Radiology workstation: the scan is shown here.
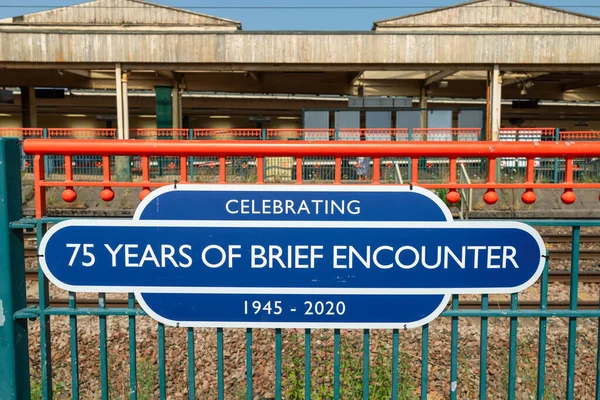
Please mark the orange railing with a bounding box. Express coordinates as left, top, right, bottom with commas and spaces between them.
500, 128, 556, 141
560, 131, 600, 140
267, 128, 335, 140
129, 128, 189, 139
0, 128, 44, 138
338, 128, 409, 140
194, 129, 262, 140
24, 139, 600, 218
48, 128, 117, 139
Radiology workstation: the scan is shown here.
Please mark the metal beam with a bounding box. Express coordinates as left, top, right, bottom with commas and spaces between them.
423, 70, 458, 87
349, 71, 365, 85
248, 71, 261, 82
64, 69, 91, 78
560, 78, 600, 92
156, 70, 175, 81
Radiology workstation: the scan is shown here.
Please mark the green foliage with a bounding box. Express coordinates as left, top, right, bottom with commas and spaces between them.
282, 335, 416, 400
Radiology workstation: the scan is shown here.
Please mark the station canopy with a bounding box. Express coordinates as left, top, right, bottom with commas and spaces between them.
0, 0, 600, 101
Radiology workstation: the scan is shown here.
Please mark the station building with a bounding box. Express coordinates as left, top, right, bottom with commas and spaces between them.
0, 0, 600, 140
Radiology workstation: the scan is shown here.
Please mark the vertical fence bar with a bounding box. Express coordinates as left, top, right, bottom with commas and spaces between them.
596, 292, 600, 400
158, 322, 167, 400
219, 157, 227, 183
65, 155, 73, 183
217, 328, 225, 400
565, 158, 573, 183
127, 293, 137, 400
296, 157, 302, 184
42, 128, 49, 173
408, 157, 419, 184
333, 157, 342, 184
553, 128, 560, 183
421, 324, 429, 400
256, 157, 265, 183
304, 329, 310, 400
179, 157, 188, 183
36, 222, 53, 399
246, 328, 252, 400
479, 294, 488, 400
275, 328, 281, 400
408, 128, 414, 177
449, 158, 456, 189
508, 292, 516, 400
69, 292, 79, 400
188, 328, 196, 400
0, 138, 30, 400
363, 329, 371, 400
392, 329, 400, 400
566, 227, 581, 400
536, 257, 548, 400
188, 128, 194, 182
525, 158, 535, 183
373, 157, 381, 184
33, 155, 46, 219
98, 293, 108, 400
333, 329, 341, 400
450, 294, 458, 400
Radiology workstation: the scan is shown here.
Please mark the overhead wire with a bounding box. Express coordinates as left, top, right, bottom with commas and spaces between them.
0, 4, 600, 10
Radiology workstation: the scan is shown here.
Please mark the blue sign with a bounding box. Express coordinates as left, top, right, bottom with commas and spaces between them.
40, 185, 545, 328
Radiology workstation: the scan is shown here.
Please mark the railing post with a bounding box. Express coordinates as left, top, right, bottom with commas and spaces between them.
554, 128, 560, 183
188, 128, 194, 182
407, 128, 412, 182
0, 138, 30, 399
42, 128, 54, 174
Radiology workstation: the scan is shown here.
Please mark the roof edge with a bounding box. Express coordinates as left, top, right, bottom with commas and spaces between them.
0, 0, 242, 30
127, 0, 242, 29
371, 0, 600, 30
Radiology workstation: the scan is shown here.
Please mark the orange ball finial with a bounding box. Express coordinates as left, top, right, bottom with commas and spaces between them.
62, 186, 77, 203
100, 187, 115, 202
560, 189, 577, 204
140, 188, 150, 200
521, 189, 536, 204
446, 189, 460, 204
483, 189, 498, 205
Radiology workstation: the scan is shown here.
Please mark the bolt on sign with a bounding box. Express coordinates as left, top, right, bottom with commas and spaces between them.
40, 185, 546, 329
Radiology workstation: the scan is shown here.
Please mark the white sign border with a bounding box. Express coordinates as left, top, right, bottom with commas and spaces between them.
39, 219, 546, 295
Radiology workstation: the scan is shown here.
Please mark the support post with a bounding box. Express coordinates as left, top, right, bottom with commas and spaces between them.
121, 71, 129, 139
115, 63, 131, 182
491, 64, 502, 141
20, 86, 37, 128
115, 63, 124, 139
554, 128, 560, 183
188, 128, 194, 182
0, 138, 31, 400
419, 87, 428, 135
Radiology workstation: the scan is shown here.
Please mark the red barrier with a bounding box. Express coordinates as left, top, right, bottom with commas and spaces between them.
24, 139, 600, 217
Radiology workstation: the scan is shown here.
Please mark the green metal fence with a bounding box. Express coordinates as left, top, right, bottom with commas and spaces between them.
0, 139, 600, 400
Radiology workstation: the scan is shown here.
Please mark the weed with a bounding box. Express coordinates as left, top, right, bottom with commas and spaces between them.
137, 358, 158, 400
30, 379, 69, 400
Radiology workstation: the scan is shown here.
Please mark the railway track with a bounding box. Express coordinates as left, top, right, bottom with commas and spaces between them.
25, 246, 600, 261
25, 232, 600, 283
27, 297, 600, 310
25, 269, 600, 283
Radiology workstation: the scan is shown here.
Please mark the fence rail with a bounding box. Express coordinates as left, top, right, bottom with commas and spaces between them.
24, 139, 600, 218
0, 127, 600, 141
7, 128, 600, 183
0, 139, 600, 400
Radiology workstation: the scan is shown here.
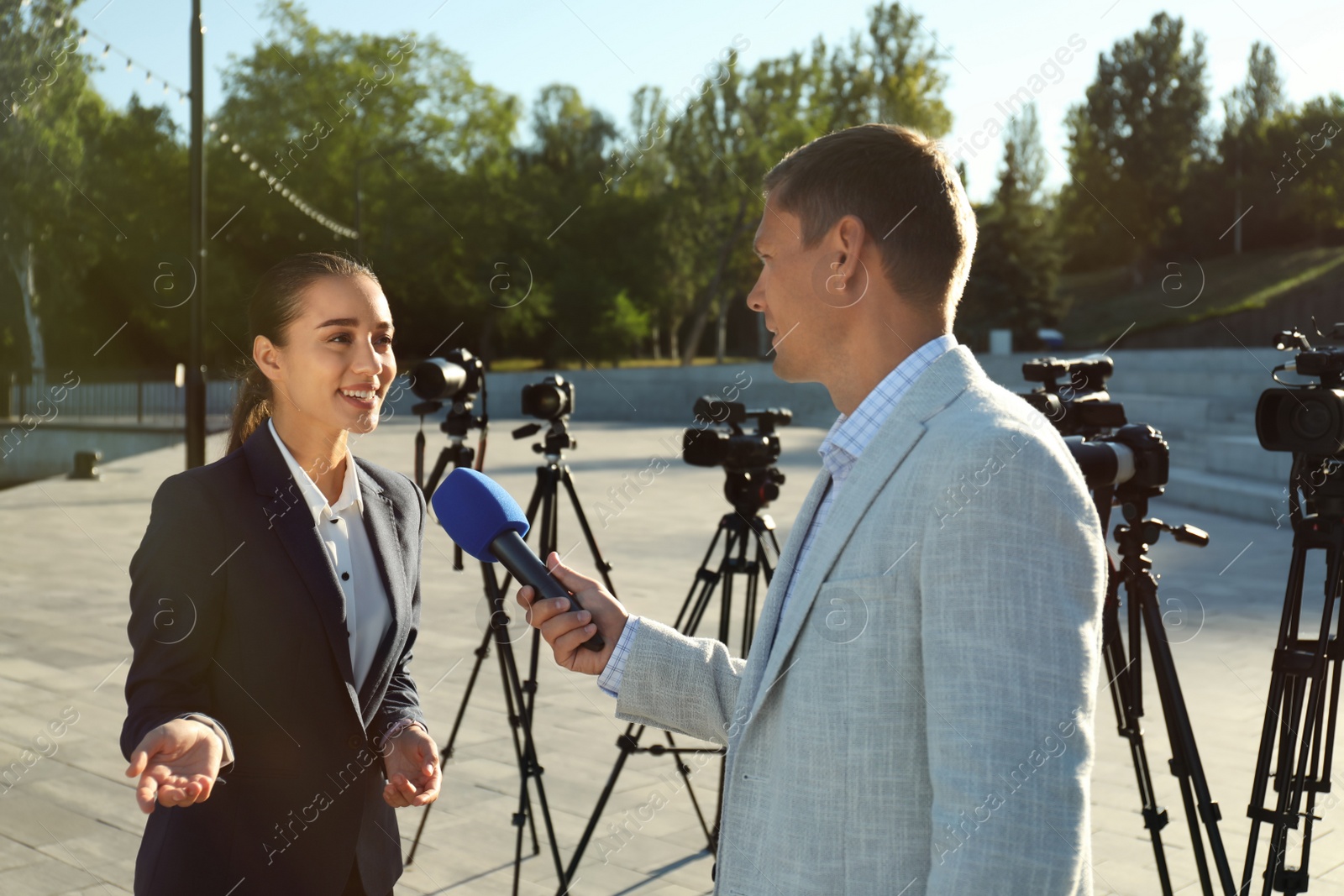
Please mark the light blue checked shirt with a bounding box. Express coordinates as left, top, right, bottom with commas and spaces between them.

====

● Exercise requirements:
Find each line in the records that contains the word "railing", and copy those lines.

● Task response:
Please mark the orange railing with a bounding box. Express coordinates as left, top, right, bottom with commas and spaces between them.
Please mark the railing post with a bounding box. Express coordinates as left, top, right, bottom with commas and spaces between them.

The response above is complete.